### What to produce
Word for word, copy the lines from the one with "Target: wheelchair" to the last line of the data below, counting both, and keep every picture out.
[Opening Data in this exercise section]
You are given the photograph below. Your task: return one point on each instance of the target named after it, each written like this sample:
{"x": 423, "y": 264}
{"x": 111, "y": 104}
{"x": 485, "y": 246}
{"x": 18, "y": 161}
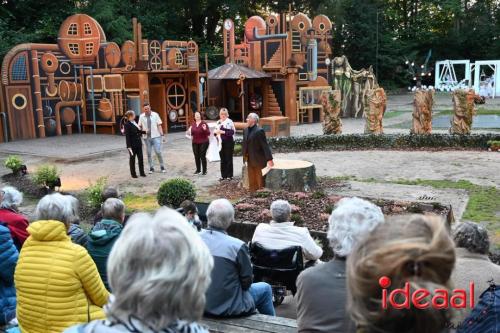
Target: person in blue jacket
{"x": 8, "y": 260}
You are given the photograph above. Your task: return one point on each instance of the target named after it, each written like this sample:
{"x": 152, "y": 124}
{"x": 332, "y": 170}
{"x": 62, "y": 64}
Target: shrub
{"x": 174, "y": 191}
{"x": 94, "y": 192}
{"x": 46, "y": 175}
{"x": 14, "y": 163}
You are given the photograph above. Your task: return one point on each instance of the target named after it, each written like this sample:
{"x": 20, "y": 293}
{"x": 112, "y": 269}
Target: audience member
{"x": 10, "y": 200}
{"x": 108, "y": 192}
{"x": 57, "y": 282}
{"x": 321, "y": 290}
{"x": 104, "y": 234}
{"x": 280, "y": 233}
{"x": 190, "y": 212}
{"x": 416, "y": 250}
{"x": 8, "y": 260}
{"x": 159, "y": 270}
{"x": 231, "y": 292}
{"x": 472, "y": 246}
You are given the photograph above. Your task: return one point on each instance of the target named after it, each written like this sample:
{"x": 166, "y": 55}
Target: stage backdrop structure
{"x": 292, "y": 52}
{"x": 86, "y": 84}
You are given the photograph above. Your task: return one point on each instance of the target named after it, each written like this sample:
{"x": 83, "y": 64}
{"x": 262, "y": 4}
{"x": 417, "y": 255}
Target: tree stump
{"x": 291, "y": 175}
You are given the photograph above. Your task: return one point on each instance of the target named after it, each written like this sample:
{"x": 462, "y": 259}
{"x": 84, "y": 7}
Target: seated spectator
{"x": 10, "y": 200}
{"x": 108, "y": 192}
{"x": 417, "y": 250}
{"x": 57, "y": 282}
{"x": 190, "y": 212}
{"x": 280, "y": 233}
{"x": 104, "y": 234}
{"x": 321, "y": 290}
{"x": 472, "y": 246}
{"x": 231, "y": 292}
{"x": 75, "y": 232}
{"x": 8, "y": 260}
{"x": 159, "y": 270}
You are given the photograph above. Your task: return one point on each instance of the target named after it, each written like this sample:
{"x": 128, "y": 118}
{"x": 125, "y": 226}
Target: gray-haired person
{"x": 280, "y": 233}
{"x": 472, "y": 262}
{"x": 231, "y": 292}
{"x": 159, "y": 270}
{"x": 10, "y": 200}
{"x": 105, "y": 233}
{"x": 321, "y": 290}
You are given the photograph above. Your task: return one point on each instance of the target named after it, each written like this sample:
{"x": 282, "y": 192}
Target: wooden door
{"x": 20, "y": 111}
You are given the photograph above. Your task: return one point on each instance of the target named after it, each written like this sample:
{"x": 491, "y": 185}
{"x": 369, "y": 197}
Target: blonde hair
{"x": 159, "y": 270}
{"x": 418, "y": 250}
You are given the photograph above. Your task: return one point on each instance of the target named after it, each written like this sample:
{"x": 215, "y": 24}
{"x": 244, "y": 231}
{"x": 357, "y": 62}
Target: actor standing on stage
{"x": 225, "y": 130}
{"x": 199, "y": 133}
{"x": 150, "y": 122}
{"x": 256, "y": 152}
{"x": 134, "y": 143}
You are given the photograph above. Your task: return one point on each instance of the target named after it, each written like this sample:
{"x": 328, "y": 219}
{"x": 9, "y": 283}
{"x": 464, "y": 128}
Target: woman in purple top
{"x": 199, "y": 133}
{"x": 225, "y": 129}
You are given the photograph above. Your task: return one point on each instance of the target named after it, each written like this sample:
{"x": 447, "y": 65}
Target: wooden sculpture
{"x": 422, "y": 112}
{"x": 464, "y": 111}
{"x": 44, "y": 86}
{"x": 332, "y": 124}
{"x": 375, "y": 109}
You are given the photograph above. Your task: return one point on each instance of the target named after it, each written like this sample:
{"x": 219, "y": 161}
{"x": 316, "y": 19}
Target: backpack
{"x": 485, "y": 317}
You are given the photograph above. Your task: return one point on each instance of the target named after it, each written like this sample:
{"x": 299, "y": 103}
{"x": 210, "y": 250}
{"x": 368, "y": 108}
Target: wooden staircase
{"x": 275, "y": 61}
{"x": 273, "y": 108}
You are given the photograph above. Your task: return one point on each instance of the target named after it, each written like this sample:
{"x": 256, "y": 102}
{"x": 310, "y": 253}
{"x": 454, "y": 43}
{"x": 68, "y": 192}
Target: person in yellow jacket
{"x": 57, "y": 282}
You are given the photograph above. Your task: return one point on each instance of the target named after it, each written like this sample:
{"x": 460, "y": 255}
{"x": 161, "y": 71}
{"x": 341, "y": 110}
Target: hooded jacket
{"x": 101, "y": 240}
{"x": 57, "y": 282}
{"x": 8, "y": 260}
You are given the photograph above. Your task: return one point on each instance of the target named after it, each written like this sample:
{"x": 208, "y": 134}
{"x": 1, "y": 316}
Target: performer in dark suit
{"x": 256, "y": 152}
{"x": 134, "y": 143}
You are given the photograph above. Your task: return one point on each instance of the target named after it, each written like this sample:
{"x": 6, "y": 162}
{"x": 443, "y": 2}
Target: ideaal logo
{"x": 441, "y": 299}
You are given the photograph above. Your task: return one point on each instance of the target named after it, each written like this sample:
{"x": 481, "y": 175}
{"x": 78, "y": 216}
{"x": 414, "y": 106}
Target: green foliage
{"x": 46, "y": 175}
{"x": 262, "y": 194}
{"x": 94, "y": 192}
{"x": 174, "y": 191}
{"x": 14, "y": 163}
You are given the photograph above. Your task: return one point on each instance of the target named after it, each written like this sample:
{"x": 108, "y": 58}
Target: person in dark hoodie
{"x": 105, "y": 233}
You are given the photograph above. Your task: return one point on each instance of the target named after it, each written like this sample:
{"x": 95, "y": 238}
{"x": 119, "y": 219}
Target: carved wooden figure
{"x": 422, "y": 112}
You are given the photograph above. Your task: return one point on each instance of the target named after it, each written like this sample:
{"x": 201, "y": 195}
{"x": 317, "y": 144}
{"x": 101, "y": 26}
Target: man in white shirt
{"x": 280, "y": 233}
{"x": 150, "y": 122}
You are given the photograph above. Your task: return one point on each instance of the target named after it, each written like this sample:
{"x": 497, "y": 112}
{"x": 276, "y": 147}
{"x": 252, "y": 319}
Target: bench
{"x": 253, "y": 324}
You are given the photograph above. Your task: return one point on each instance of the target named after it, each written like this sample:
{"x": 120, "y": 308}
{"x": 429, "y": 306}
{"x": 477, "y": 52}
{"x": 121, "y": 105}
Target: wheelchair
{"x": 279, "y": 268}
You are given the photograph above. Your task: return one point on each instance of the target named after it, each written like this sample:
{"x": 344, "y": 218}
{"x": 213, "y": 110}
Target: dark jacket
{"x": 101, "y": 240}
{"x": 321, "y": 299}
{"x": 8, "y": 260}
{"x": 133, "y": 135}
{"x": 232, "y": 276}
{"x": 256, "y": 151}
{"x": 17, "y": 224}
{"x": 78, "y": 236}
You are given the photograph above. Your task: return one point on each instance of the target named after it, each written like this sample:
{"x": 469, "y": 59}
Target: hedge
{"x": 385, "y": 141}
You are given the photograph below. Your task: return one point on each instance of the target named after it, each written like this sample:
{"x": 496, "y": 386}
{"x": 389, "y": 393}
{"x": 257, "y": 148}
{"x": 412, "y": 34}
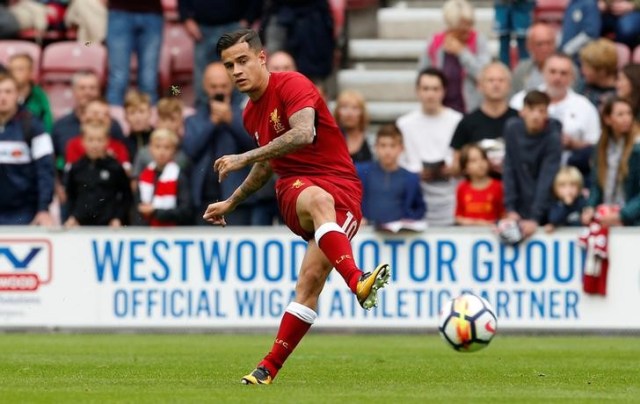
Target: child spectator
{"x": 480, "y": 199}
{"x": 32, "y": 96}
{"x": 98, "y": 192}
{"x": 137, "y": 113}
{"x": 352, "y": 117}
{"x": 599, "y": 66}
{"x": 170, "y": 117}
{"x": 513, "y": 17}
{"x": 76, "y": 147}
{"x": 616, "y": 169}
{"x": 163, "y": 197}
{"x": 390, "y": 193}
{"x": 569, "y": 202}
{"x": 533, "y": 151}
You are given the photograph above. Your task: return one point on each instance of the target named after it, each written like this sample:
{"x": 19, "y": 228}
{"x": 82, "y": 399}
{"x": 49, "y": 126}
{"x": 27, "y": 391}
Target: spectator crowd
{"x": 540, "y": 136}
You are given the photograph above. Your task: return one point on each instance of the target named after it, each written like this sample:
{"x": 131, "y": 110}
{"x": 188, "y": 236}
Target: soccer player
{"x": 318, "y": 189}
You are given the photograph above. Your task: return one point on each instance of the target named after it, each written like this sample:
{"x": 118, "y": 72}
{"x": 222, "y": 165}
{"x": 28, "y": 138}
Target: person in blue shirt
{"x": 581, "y": 24}
{"x": 390, "y": 193}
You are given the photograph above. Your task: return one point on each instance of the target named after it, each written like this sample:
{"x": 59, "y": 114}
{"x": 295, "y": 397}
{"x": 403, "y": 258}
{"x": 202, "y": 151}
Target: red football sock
[Closing Data in this exercise section]
### Completed exercise
Target: wheelchair
{"x": 279, "y": 268}
You are given the photograph above. Your task: return one point on each instance of the target named after it, each written like this sample:
{"x": 344, "y": 218}
{"x": 213, "y": 110}
Target: dark jacket
{"x": 101, "y": 240}
{"x": 321, "y": 299}
{"x": 8, "y": 260}
{"x": 133, "y": 135}
{"x": 232, "y": 276}
{"x": 256, "y": 151}
{"x": 17, "y": 224}
{"x": 78, "y": 236}
You are given the photograph above. Your task: return one point on each instance of the target named after it, each written like this sample:
{"x": 469, "y": 59}
Target: hedge
{"x": 385, "y": 141}
You are given the photograph below. Your task: return one point on each instance of the target named after it, each written like this sample:
{"x": 496, "y": 386}
{"x": 389, "y": 393}
{"x": 257, "y": 148}
{"x": 412, "y": 34}
Target: child spectator
{"x": 480, "y": 199}
{"x": 32, "y": 96}
{"x": 98, "y": 192}
{"x": 137, "y": 113}
{"x": 352, "y": 117}
{"x": 599, "y": 66}
{"x": 170, "y": 117}
{"x": 513, "y": 17}
{"x": 76, "y": 147}
{"x": 616, "y": 169}
{"x": 163, "y": 197}
{"x": 390, "y": 193}
{"x": 569, "y": 202}
{"x": 533, "y": 151}
You are given the photograph above. Your task: return one point on each instance of the target named after it, each written like this sample:
{"x": 19, "y": 228}
{"x": 82, "y": 399}
{"x": 49, "y": 126}
{"x": 27, "y": 391}
Target: spectator crowd
{"x": 540, "y": 136}
You are given the photograph above. Your task: return one point on each instance of the target named after it, each written like this sample:
{"x": 131, "y": 110}
{"x": 188, "y": 236}
Target: soccer player
{"x": 318, "y": 189}
You are given the photograph above. Your task: return one point on each instance of the target named after it, each written like this sample:
{"x": 118, "y": 72}
{"x": 222, "y": 165}
{"x": 28, "y": 138}
Target: person in blue shirt
{"x": 581, "y": 24}
{"x": 390, "y": 193}
You are given the photograph above. Your task: return one point on each instance of the target named after it, each written like this sample:
{"x": 59, "y": 114}
{"x": 295, "y": 397}
{"x": 403, "y": 258}
{"x": 202, "y": 151}
Target: red football sock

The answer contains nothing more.